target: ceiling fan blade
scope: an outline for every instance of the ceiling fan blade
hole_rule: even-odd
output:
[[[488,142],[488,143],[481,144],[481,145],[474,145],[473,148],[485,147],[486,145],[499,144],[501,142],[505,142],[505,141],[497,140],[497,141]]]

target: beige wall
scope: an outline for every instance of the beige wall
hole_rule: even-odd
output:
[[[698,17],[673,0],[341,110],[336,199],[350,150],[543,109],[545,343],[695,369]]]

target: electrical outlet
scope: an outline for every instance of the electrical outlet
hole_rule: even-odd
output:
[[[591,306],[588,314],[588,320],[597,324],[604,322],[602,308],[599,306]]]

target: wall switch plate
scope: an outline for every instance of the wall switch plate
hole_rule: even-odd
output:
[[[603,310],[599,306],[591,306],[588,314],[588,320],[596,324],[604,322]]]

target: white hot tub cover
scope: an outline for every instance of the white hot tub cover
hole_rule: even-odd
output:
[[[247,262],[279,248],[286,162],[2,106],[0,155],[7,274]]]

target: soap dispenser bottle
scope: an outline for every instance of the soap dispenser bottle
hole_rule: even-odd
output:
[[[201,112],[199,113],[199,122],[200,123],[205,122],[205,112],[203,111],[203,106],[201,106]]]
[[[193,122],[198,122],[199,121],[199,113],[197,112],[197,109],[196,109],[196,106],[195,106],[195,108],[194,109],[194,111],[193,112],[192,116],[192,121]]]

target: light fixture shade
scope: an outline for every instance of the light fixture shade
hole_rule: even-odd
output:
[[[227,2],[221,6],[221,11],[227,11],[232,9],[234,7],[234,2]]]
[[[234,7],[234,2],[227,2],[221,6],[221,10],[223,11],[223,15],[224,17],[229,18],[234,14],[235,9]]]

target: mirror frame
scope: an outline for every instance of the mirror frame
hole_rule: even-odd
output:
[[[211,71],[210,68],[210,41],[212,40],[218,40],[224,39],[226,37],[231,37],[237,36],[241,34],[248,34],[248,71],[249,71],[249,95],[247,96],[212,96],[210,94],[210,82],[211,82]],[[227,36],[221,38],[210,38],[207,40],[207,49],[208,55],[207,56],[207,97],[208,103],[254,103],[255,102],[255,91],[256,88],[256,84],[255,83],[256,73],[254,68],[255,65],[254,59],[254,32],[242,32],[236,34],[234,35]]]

- [REQUEST] Please rescale the listing from the line with "target: wall switch plate" to the line with "[[[247,262],[279,248],[286,162],[2,106],[0,155],[7,274]]]", both lines included. Reproduce every line in that span, requests included, with each polygon coordinate in the outputs multiplied by 2.6 and rounded to a whole number (halves round up), and return only those lines.

- [EXERCISE ANSWER]
target: wall switch plate
scope: an outline for every instance of the wall switch plate
hole_rule: even-odd
output:
[[[1568,806],[1557,796],[1537,796],[1529,816],[1529,832],[1550,842],[1570,837]]]

target: white hot tub cover
scope: an outline for every instance of the white hot tub cover
hole_rule: even-odd
output:
[[[642,681],[725,645],[744,421],[5,276],[0,403],[18,712]]]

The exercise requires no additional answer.